Print the listing below exactly.

§ §

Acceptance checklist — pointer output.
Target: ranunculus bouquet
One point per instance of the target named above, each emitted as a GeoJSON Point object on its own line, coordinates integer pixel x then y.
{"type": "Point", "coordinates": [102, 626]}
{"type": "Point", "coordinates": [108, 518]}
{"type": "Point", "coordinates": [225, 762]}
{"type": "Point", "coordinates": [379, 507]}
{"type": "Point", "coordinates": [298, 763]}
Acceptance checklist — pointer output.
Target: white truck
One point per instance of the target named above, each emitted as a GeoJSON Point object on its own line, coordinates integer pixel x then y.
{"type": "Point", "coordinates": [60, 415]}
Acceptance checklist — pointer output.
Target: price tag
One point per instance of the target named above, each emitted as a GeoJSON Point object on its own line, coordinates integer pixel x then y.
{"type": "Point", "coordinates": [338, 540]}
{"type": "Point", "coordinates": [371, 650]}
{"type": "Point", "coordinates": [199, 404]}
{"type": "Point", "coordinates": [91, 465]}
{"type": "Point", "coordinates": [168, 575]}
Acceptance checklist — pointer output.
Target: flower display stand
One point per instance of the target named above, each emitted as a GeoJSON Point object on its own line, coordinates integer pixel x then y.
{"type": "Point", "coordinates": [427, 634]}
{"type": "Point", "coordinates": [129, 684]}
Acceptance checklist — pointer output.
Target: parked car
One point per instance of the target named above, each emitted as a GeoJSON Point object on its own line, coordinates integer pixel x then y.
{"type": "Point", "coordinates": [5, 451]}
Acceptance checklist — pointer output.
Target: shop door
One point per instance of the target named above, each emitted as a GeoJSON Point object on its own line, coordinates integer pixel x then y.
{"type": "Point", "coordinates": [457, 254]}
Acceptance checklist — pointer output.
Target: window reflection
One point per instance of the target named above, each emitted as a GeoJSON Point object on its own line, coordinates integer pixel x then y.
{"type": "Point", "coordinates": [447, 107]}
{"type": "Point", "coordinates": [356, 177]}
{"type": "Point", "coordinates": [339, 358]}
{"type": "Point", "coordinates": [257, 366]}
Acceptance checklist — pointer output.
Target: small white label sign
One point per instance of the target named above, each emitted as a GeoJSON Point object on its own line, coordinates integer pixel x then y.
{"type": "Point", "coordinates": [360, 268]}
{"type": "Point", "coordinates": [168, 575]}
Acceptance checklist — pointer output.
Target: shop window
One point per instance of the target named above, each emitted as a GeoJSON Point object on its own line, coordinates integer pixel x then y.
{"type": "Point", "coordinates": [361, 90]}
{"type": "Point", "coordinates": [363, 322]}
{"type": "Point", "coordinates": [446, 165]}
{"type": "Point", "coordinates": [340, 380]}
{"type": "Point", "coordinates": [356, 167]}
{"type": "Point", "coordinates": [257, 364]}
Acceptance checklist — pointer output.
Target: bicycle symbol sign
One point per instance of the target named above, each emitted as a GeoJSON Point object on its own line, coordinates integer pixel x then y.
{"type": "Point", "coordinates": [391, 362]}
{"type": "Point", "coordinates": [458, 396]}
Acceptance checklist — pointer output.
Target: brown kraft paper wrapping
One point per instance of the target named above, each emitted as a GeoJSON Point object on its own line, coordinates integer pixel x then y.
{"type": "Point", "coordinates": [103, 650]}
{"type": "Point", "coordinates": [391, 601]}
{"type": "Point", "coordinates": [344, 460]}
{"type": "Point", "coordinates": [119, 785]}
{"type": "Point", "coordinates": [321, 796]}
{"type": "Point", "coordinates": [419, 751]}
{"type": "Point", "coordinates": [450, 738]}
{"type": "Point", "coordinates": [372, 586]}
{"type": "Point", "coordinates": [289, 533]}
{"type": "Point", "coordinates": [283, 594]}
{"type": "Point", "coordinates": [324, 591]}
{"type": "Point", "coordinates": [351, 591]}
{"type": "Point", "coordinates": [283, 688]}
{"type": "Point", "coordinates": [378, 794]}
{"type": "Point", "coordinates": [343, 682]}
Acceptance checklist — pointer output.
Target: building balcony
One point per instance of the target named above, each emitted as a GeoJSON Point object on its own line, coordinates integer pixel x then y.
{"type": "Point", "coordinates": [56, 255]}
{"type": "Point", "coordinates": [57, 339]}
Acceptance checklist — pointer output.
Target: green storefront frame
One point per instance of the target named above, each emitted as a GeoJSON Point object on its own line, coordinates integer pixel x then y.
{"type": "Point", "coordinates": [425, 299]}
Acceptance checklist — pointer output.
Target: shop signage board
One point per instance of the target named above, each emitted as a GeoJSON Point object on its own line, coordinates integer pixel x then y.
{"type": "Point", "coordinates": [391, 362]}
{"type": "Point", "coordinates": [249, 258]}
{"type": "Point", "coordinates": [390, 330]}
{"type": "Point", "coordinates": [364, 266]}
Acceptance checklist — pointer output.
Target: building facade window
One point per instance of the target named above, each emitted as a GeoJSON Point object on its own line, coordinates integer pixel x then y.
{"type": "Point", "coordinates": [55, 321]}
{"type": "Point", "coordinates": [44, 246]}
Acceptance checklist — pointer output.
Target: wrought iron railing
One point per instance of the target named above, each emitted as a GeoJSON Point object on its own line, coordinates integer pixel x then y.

§ §

Answer to the task =
Acceptance checklist — pointer output.
Target: ranunculus bouquet
One point per instance of the target named above, each emitted as a GeoJSON Point object on its own line, coordinates integer pixel x then y.
{"type": "Point", "coordinates": [102, 626]}
{"type": "Point", "coordinates": [108, 518]}
{"type": "Point", "coordinates": [225, 762]}
{"type": "Point", "coordinates": [379, 507]}
{"type": "Point", "coordinates": [298, 763]}
Acceptance checklist — pointer output.
Target: white truck
One point per instance of the target named above, each emitted as a GeoJSON Point object on its own line, coordinates integer pixel x then y.
{"type": "Point", "coordinates": [60, 415]}
Acceptance checklist — pointer output.
Target: price tag
One point per instance of the target named above, each emitted as a GeoJSON Point object on its own line, coordinates integer pixel x then y.
{"type": "Point", "coordinates": [338, 540]}
{"type": "Point", "coordinates": [371, 650]}
{"type": "Point", "coordinates": [199, 404]}
{"type": "Point", "coordinates": [91, 465]}
{"type": "Point", "coordinates": [168, 575]}
Acceptance checklist — pointer output.
Target: flower display stand
One point per instance of the target named above, each emitted as a GeoJSON Point object on its own line, coordinates integer pixel x then y.
{"type": "Point", "coordinates": [427, 634]}
{"type": "Point", "coordinates": [129, 684]}
Acceptance checklist — pointer output.
Target: parked car
One point per instance of the target named above, each emitted as a GeoJSON Point object on its own line, coordinates integer pixel x then y.
{"type": "Point", "coordinates": [5, 451]}
Acceptance checklist — pointer output.
Target: shop door
One point per instance of the target named above, each emitted as a GeoJSON Point object on its own line, coordinates integer pixel x then y.
{"type": "Point", "coordinates": [457, 254]}
Acceptance checklist — pointer output.
Target: window reflection
One point per instance of the target named above, each emitted as a GeoJSON Point object on its own line, coordinates integer pixel x then y.
{"type": "Point", "coordinates": [447, 107]}
{"type": "Point", "coordinates": [356, 177]}
{"type": "Point", "coordinates": [339, 358]}
{"type": "Point", "coordinates": [257, 366]}
Acceptance checklist — pointer output.
Target: small white label sign
One point per instance of the target named above, each emitted as a GeoJSON Point object on its own line, coordinates integer pixel x then y.
{"type": "Point", "coordinates": [360, 268]}
{"type": "Point", "coordinates": [168, 575]}
Acceptance checklist — pointer output.
Target: shop window
One point per instance of the target named above, each emitted as a GeoJSON Point object on its own line, coordinates integer pixel x then y.
{"type": "Point", "coordinates": [361, 90]}
{"type": "Point", "coordinates": [363, 322]}
{"type": "Point", "coordinates": [446, 165]}
{"type": "Point", "coordinates": [340, 380]}
{"type": "Point", "coordinates": [356, 167]}
{"type": "Point", "coordinates": [257, 364]}
Acceptance checklist — pointer output.
Target: bicycle symbol sign
One point per instance of the target named above, each emitted as a GeoJSON Point object on its own line, coordinates integer pixel x then y.
{"type": "Point", "coordinates": [391, 362]}
{"type": "Point", "coordinates": [458, 396]}
Acceptance checklist — pointer output.
Target: brown kraft paper wrapping
One point per instance of the target named above, each emitted as a GeoJSON Point object on its own line, coordinates integer pixel x then y.
{"type": "Point", "coordinates": [103, 650]}
{"type": "Point", "coordinates": [391, 601]}
{"type": "Point", "coordinates": [344, 460]}
{"type": "Point", "coordinates": [119, 785]}
{"type": "Point", "coordinates": [321, 796]}
{"type": "Point", "coordinates": [419, 751]}
{"type": "Point", "coordinates": [450, 738]}
{"type": "Point", "coordinates": [372, 586]}
{"type": "Point", "coordinates": [289, 533]}
{"type": "Point", "coordinates": [283, 594]}
{"type": "Point", "coordinates": [324, 591]}
{"type": "Point", "coordinates": [351, 591]}
{"type": "Point", "coordinates": [283, 688]}
{"type": "Point", "coordinates": [378, 794]}
{"type": "Point", "coordinates": [343, 682]}
Acceptance checklist — pointer output.
Target: building balcony
One point per instance of the target named above, each emitted as a GeoJSON Point object on its own line, coordinates integer pixel x then y.
{"type": "Point", "coordinates": [56, 255]}
{"type": "Point", "coordinates": [57, 339]}
Acceptance checklist — pointer output.
Target: green storefront frame
One point per instance of the target named above, each emitted as a GeoJSON Point object on its own line, coordinates integer pixel x then y.
{"type": "Point", "coordinates": [425, 299]}
Acceptance checklist — pointer output.
Target: shop signage board
One point per instance of the target named above, each emitted as a GeoJSON Point object on its own line, coordinates integer pixel x then y.
{"type": "Point", "coordinates": [391, 362]}
{"type": "Point", "coordinates": [249, 258]}
{"type": "Point", "coordinates": [390, 330]}
{"type": "Point", "coordinates": [364, 266]}
Acceptance checklist — pointer output.
Target: building facade window
One point per instance of the target named above, each emitted as a GeoJSON Point object on its own line, coordinates integer pixel x then y.
{"type": "Point", "coordinates": [55, 321]}
{"type": "Point", "coordinates": [44, 246]}
Acceptance checklist — pointer output.
Target: wrought iron railing
One point per instance of the target named above, each emitted as a GeoJSON Point object on its own line, coordinates integer pixel x then y.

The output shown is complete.